START DATA SUPPLIED
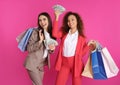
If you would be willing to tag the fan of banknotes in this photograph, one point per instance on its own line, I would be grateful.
(59, 8)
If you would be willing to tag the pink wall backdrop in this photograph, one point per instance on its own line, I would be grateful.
(101, 20)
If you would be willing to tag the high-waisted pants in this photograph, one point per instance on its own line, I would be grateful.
(67, 68)
(36, 77)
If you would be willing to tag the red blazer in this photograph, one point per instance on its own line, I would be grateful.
(81, 50)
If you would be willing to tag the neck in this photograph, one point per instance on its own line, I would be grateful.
(73, 30)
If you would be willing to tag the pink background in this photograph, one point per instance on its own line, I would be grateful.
(101, 20)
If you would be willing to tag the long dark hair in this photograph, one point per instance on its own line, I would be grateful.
(49, 23)
(65, 27)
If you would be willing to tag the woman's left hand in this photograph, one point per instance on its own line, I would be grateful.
(51, 47)
(92, 45)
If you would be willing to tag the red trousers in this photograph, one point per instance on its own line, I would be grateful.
(67, 68)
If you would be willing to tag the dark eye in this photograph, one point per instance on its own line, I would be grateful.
(40, 20)
(44, 19)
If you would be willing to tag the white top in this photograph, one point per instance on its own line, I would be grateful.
(70, 43)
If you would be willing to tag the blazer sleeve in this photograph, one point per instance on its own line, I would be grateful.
(85, 48)
(33, 43)
(56, 32)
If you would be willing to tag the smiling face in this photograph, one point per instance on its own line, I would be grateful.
(72, 22)
(43, 22)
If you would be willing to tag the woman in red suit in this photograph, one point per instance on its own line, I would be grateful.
(73, 47)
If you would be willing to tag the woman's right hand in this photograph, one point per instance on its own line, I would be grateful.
(57, 14)
(41, 36)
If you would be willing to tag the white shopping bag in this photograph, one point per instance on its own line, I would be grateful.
(109, 64)
(87, 72)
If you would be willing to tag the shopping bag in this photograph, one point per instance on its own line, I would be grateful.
(23, 43)
(109, 64)
(20, 36)
(87, 72)
(98, 69)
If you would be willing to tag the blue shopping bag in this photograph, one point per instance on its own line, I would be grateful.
(98, 69)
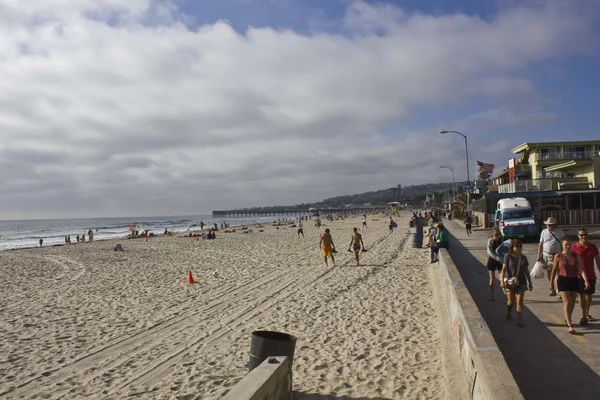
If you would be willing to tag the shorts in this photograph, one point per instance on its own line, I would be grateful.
END DATA SUPPLIED
### TASK BRIEF
Leaving the pictures out, set down all of the data again exactly.

### RESPONSE TO THIS TASK
If you would be willing to tag the fan of banknotes in this photograph, one point per instance on its own line, I would be grateful.
(59, 8)
If you would be willing to tag the pink wall backdrop in this photograph, one point per instance on its own line, I would be grateful.
(101, 20)
If you would be willing to tag the high-waisted pants in this photograph, one point per instance on its own line, I would be grateful.
(67, 68)
(36, 77)
If you would be willing to tag the red blazer in this photograph, one point per instance on its own line, I would be grateful.
(81, 50)
If you would be willing to tag the neck in this photograph, one point per instance on its own line, I would be grateful.
(73, 30)
If you would be willing to tag the pink background in this photograph, one point per instance on its own line, I would be grateful.
(101, 20)
If you would be willing to tag the long dark hair in this photograph, one point per instance on its own line, I would be grateful.
(49, 23)
(65, 27)
If you would be willing to tag the woman's left hand in this photograph, one point per instance on its own line, I would be grateful.
(51, 47)
(92, 45)
If you would be willing to tag the red trousers in this photograph, one point per instance on its own line, I would be grateful.
(67, 68)
If you would be willing to tag the dark eye in this photograph, one point per instance on its own line, I would be grateful.
(40, 20)
(44, 19)
If you would be willing to tag the white top in this photograph, one point per instance on its own line, I would be grateful.
(70, 43)
If you would be willing to tag the blazer sleeve in this photograph, one point per instance on its own line, I would be grateful.
(85, 48)
(33, 43)
(56, 32)
If you would be willing to tag the smiling face in this photograph, one point per instance on its own line, I would be grateful.
(72, 22)
(43, 22)
If you would be willing to tag the woman in red suit in this photograph, one point per instance on its own line, I would be grateful.
(73, 47)
If you would be willing to tag the woman's right hand in this photograph, one point per instance on its own line, I would be grateful.
(57, 14)
(41, 36)
If you would be willing to tag the white shopping bag in this photograph, one point per instance on its own line, I would be grateful.
(109, 64)
(87, 72)
If you would be willing to tag the shopping bag in this photograph, one point per instance on its own line, I would be grateful.
(23, 43)
(109, 64)
(20, 36)
(87, 72)
(98, 69)
If you would be willing to tag the blue shopping bag in this photograph, one point per instance on its own line, I would be grateful.
(98, 69)
If you would be willing to tag the shorts in this photograph, one point per instance on its own line, I would be grateful.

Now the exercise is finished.